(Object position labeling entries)
※ ※ ※

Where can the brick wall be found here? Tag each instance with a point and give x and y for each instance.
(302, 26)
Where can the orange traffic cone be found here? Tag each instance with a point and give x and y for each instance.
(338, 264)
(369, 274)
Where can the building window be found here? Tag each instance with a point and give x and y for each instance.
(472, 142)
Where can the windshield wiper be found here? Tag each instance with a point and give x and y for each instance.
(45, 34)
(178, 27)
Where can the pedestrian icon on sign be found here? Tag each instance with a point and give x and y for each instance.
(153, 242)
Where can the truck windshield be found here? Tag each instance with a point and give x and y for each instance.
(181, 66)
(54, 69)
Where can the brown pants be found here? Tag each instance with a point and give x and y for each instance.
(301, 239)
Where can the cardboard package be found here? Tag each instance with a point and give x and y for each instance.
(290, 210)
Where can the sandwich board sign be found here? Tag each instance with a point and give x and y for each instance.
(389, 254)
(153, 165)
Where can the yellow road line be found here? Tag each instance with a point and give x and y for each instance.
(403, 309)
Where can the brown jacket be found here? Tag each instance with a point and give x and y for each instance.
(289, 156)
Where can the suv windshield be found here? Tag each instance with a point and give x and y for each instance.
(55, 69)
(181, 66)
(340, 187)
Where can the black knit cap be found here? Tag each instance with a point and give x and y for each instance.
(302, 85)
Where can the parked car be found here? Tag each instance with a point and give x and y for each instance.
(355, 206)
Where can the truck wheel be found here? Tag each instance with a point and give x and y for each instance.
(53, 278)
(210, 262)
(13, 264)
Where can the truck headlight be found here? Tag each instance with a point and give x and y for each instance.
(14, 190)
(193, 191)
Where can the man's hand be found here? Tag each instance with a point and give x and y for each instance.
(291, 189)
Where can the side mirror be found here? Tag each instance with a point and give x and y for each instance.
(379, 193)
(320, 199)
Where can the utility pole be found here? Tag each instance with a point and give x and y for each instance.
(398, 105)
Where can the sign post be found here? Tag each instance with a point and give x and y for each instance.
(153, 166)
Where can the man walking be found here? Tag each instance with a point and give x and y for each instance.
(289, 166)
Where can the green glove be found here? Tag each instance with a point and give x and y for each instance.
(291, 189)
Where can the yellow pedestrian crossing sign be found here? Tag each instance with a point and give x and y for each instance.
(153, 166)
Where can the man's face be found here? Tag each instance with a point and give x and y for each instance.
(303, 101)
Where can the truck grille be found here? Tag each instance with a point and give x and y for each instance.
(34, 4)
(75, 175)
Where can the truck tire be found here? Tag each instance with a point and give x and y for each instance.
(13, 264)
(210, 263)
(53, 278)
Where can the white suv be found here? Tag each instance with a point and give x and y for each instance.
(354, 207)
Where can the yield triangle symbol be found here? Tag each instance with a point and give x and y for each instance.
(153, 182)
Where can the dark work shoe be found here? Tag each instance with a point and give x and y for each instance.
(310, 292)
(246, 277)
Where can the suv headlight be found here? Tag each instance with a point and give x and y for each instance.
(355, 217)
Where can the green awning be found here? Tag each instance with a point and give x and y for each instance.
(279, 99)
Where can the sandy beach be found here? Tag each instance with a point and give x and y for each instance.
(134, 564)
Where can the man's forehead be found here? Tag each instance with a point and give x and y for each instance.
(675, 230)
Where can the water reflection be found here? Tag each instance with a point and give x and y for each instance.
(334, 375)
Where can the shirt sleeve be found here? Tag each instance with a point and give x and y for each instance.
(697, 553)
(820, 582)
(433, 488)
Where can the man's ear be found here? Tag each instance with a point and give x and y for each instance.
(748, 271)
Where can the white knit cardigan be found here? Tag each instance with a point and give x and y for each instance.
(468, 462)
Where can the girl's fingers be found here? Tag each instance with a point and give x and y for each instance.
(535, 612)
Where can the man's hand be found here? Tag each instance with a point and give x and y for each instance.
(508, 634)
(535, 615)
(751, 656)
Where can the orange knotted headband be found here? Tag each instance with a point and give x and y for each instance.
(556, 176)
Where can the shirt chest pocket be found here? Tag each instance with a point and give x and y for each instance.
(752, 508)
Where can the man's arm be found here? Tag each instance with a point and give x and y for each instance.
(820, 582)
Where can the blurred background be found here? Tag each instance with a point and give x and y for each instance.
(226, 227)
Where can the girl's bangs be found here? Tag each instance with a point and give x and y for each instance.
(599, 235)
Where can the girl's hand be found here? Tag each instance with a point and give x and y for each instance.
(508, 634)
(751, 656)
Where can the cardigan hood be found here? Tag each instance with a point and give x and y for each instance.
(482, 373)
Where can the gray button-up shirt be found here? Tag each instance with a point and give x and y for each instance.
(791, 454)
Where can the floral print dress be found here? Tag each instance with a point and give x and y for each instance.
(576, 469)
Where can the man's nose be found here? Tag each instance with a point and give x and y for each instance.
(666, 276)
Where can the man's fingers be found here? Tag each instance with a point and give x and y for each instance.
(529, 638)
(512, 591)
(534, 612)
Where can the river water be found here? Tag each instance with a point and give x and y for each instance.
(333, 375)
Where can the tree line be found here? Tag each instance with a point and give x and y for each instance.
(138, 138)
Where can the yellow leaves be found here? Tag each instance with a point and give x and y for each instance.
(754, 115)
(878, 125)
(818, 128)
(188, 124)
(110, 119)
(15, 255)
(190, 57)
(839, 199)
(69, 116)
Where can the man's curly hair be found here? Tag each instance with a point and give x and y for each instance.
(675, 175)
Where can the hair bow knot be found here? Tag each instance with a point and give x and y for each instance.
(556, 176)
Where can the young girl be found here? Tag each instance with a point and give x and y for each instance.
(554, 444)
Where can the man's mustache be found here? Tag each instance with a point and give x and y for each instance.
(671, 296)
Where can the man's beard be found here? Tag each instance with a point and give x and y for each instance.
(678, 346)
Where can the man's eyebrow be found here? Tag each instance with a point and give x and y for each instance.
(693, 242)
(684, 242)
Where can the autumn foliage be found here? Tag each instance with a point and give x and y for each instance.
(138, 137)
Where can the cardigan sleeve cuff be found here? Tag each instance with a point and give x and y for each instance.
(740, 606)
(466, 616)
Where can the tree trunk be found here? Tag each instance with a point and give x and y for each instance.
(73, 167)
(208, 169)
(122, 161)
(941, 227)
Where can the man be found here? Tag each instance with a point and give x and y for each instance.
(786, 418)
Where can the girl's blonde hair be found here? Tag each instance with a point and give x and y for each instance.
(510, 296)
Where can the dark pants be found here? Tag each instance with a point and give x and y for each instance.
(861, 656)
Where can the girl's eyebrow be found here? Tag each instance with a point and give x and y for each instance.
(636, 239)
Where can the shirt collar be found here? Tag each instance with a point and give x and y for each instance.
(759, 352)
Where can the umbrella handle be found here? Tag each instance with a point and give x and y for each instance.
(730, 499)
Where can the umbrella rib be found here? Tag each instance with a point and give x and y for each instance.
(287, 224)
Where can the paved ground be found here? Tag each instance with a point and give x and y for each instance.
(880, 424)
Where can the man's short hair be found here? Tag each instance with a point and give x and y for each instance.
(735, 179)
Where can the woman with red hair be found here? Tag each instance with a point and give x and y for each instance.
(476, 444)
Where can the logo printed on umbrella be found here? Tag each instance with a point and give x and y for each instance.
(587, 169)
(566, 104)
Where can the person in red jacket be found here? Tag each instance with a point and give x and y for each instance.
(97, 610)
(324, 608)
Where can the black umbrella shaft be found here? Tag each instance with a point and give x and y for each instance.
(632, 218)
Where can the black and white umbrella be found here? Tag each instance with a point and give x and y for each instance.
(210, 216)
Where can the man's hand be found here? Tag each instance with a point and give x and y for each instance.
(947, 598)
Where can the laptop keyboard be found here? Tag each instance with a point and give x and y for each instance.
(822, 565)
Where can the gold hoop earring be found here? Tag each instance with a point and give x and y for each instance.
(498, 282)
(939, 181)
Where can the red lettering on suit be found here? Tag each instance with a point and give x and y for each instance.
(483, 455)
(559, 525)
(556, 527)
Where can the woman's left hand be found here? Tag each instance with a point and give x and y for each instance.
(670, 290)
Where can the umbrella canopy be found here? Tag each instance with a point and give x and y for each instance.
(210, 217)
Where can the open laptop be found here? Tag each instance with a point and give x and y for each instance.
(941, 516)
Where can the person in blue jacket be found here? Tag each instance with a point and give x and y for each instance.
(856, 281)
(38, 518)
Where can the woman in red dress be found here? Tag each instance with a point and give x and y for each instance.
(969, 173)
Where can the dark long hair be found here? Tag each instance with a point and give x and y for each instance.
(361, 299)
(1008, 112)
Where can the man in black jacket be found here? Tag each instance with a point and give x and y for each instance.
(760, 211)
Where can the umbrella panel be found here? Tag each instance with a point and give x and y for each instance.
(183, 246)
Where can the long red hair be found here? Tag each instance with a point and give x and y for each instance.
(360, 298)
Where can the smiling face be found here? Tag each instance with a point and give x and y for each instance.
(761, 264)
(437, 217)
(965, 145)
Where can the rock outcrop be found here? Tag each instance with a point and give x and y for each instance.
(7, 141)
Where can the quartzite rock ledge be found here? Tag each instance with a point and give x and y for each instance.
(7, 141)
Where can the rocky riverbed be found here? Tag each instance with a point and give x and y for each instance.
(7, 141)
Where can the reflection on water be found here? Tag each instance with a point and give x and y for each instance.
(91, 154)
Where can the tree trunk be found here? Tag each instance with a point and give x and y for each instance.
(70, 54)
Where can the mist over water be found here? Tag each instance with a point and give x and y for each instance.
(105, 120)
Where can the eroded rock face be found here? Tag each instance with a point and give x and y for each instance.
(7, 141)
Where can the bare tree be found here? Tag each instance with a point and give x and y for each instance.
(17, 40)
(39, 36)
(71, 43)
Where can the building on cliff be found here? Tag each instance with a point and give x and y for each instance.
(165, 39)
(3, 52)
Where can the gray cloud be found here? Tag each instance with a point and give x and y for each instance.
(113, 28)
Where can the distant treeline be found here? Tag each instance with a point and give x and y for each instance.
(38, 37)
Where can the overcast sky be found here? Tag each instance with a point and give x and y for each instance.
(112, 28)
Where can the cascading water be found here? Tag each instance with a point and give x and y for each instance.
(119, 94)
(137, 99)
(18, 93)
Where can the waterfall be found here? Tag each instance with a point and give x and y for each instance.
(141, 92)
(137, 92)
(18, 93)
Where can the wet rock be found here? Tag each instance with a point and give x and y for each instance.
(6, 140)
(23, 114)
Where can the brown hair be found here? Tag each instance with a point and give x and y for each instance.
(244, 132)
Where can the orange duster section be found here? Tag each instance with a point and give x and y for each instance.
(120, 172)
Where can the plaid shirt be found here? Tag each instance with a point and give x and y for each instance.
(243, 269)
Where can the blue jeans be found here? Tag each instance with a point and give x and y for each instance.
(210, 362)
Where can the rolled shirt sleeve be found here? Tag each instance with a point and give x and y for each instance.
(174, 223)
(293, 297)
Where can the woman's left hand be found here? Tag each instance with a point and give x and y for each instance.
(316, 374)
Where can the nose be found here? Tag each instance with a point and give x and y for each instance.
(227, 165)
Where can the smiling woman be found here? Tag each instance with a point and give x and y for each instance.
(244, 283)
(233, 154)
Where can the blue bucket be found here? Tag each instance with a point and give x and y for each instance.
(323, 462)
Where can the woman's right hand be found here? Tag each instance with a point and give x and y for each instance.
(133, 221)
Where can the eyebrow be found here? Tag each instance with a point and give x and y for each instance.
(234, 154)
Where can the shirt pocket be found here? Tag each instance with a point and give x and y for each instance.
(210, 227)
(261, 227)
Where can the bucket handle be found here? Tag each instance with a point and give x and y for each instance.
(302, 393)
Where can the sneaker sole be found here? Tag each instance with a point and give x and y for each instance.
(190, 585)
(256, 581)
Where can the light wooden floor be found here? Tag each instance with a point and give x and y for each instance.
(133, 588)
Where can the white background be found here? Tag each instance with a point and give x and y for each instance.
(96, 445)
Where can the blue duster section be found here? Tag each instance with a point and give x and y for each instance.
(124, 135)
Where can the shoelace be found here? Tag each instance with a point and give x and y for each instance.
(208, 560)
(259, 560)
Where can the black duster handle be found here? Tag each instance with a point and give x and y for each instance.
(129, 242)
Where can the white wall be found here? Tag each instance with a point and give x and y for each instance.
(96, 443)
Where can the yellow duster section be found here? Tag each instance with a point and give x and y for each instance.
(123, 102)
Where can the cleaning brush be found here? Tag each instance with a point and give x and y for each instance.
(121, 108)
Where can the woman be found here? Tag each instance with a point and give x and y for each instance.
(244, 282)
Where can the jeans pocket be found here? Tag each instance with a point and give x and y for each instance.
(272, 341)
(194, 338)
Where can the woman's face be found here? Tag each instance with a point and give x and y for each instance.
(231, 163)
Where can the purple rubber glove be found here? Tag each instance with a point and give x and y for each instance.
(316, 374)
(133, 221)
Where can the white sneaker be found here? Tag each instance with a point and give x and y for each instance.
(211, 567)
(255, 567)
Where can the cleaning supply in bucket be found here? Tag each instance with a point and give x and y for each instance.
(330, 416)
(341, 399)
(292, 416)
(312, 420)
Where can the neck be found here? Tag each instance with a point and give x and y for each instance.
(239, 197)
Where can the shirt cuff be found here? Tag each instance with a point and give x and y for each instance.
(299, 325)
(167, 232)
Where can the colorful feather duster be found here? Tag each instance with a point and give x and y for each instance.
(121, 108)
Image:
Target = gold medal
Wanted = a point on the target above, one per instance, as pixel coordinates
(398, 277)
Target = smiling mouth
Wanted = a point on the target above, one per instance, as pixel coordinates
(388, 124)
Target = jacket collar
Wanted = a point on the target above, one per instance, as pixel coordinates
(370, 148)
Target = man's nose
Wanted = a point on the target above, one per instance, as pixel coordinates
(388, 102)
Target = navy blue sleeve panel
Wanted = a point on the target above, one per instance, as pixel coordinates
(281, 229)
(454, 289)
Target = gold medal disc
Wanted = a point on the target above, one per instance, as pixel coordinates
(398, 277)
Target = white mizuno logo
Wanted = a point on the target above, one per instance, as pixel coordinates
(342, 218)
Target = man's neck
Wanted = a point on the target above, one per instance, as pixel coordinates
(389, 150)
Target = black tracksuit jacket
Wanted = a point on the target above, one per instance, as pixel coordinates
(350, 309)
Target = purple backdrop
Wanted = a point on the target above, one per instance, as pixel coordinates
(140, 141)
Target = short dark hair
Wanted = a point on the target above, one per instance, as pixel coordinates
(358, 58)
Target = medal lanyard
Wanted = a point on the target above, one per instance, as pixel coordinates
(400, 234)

※ ※ ※

### PROMPT
Reproduce verbatim the part of the listing that begins with the line containing "Target = black tracksuit jacket" and continues through the end of the listing, including both ends.

### RESULT OF THIS TASK
Target = black tracksuit jacket
Wanted = a point on the target above, one per instance, as pixel coordinates
(350, 309)
Target = purple backdrop
Wanted = a point on the target above, one per instance, as pixel coordinates
(140, 141)
Target = short dark hair
Wanted = a point on the target above, one per instance, as pixel coordinates
(358, 58)
Target = medal lanyard
Wanted = a point on the target above, one per instance, as pixel coordinates
(400, 234)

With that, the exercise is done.